Your goal ->
Starting with the line that mentions "the red top", repeat each line verbatim until the entries end, both ends included.

▶

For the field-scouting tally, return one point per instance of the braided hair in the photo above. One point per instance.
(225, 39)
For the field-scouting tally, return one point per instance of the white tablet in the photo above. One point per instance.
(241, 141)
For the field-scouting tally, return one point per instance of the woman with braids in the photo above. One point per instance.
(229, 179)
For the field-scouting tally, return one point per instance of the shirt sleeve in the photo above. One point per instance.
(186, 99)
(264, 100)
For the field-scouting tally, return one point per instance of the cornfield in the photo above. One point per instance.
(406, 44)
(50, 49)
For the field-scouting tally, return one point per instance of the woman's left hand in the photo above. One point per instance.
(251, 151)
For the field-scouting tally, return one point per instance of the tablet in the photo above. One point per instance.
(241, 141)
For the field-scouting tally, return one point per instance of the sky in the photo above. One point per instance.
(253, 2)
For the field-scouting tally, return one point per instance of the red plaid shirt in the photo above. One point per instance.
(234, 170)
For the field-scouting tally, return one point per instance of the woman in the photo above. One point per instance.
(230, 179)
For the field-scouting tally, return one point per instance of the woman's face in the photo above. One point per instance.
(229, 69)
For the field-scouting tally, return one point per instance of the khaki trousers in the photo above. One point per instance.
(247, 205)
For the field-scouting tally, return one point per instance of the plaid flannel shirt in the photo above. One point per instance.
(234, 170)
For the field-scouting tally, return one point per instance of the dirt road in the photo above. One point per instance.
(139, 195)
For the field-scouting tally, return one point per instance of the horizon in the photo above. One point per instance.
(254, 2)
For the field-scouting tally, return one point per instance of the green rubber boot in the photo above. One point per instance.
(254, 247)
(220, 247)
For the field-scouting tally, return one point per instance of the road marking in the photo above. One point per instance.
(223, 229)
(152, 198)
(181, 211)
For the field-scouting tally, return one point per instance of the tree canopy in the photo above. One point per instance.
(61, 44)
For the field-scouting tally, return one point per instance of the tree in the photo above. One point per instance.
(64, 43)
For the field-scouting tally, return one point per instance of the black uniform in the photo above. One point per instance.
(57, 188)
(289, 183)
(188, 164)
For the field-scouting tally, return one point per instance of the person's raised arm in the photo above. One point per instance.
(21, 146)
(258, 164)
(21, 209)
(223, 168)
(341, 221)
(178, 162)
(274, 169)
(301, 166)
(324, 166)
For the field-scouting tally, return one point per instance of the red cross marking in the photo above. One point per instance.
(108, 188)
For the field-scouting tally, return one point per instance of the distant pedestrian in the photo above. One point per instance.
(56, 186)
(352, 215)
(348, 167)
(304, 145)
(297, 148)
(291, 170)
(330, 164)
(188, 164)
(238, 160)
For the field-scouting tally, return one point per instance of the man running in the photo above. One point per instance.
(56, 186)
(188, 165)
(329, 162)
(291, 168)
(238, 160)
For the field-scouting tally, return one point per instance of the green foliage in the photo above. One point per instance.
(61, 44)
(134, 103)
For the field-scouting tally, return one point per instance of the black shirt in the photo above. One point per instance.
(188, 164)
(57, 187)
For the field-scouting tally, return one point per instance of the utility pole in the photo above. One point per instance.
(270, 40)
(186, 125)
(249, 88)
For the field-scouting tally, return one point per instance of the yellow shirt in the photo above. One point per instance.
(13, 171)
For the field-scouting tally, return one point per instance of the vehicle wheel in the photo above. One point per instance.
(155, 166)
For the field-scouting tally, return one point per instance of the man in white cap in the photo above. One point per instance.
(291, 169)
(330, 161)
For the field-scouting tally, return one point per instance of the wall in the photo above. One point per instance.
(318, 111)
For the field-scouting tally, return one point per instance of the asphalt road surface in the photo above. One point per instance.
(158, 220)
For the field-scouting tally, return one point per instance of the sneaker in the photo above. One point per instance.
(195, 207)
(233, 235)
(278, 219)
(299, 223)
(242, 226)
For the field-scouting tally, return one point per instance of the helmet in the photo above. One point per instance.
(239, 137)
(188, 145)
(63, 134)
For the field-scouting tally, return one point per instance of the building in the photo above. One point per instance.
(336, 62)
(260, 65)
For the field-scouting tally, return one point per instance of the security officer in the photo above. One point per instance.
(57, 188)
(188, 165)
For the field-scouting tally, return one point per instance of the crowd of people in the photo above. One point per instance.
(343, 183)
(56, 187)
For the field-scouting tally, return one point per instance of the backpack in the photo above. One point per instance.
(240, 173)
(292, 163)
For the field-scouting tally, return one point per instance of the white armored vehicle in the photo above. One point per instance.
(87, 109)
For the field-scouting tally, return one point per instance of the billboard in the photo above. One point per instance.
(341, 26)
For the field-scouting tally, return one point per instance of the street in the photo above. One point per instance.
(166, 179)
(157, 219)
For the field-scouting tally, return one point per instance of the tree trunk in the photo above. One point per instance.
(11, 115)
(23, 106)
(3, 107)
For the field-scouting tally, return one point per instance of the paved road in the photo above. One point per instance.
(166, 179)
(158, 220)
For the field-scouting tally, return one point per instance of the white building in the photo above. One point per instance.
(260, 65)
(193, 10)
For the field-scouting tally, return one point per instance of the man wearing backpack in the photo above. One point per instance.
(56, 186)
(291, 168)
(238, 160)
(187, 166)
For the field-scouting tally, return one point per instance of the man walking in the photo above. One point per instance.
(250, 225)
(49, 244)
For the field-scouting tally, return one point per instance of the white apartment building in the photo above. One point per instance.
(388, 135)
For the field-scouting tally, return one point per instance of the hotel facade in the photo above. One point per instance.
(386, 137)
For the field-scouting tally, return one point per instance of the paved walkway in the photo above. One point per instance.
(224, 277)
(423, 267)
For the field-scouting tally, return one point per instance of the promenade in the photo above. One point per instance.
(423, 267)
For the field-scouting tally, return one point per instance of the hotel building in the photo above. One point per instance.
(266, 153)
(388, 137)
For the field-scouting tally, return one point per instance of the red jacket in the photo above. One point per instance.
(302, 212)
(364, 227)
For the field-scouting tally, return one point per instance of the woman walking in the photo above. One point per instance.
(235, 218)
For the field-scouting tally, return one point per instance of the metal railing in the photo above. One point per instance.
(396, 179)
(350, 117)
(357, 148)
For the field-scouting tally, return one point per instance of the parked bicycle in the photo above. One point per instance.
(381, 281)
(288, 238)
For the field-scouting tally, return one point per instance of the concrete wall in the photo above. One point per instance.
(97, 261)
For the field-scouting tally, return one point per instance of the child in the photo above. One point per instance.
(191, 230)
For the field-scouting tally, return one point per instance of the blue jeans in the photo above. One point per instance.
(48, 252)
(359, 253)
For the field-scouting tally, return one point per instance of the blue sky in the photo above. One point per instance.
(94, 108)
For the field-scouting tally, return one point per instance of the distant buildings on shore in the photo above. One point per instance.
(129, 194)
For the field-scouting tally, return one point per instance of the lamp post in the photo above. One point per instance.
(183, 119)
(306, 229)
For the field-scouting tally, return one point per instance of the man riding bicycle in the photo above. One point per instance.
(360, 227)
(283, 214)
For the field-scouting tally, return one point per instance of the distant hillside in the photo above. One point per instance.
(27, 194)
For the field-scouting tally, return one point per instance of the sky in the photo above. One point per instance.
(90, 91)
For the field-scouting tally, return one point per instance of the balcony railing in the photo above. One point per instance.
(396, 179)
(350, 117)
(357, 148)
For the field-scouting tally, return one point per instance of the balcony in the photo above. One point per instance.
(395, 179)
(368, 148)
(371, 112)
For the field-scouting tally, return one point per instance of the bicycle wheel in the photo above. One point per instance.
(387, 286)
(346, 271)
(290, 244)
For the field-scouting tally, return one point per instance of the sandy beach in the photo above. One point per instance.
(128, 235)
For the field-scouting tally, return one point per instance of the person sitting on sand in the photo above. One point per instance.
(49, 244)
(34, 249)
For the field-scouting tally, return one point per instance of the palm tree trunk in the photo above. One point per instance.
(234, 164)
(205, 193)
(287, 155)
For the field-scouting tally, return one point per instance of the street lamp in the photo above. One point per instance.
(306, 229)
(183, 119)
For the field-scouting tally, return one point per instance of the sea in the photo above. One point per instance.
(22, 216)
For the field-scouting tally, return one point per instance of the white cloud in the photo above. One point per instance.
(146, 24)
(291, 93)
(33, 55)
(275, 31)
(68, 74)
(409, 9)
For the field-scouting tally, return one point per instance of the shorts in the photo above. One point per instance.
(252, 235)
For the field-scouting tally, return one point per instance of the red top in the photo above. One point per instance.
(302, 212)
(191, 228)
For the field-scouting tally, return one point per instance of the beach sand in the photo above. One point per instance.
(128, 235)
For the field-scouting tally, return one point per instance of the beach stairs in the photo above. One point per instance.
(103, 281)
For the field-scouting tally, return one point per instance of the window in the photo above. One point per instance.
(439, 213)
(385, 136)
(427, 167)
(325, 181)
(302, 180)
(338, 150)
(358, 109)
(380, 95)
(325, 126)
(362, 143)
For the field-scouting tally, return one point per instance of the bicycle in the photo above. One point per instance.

◀

Answer for the task ->
For the field-scouting tally, return one point per instance of the red top in the photo above. One point per instance.
(302, 212)
(191, 228)
For the field-scouting tally, return one point per instance of the beach sand in the photo above. One point per instance.
(128, 235)
For the field-scouting tally, return one point per instance of the beach stairs in the photo above. One point per instance.
(103, 281)
For the field-scouting tally, return one point per instance of the window in the photo above. One point per instance.
(439, 213)
(385, 136)
(427, 167)
(325, 181)
(302, 180)
(338, 150)
(358, 109)
(380, 95)
(325, 126)
(362, 143)
For the field-scouting tally, return one point per instance of the bicycle in the photo above. One point per instance.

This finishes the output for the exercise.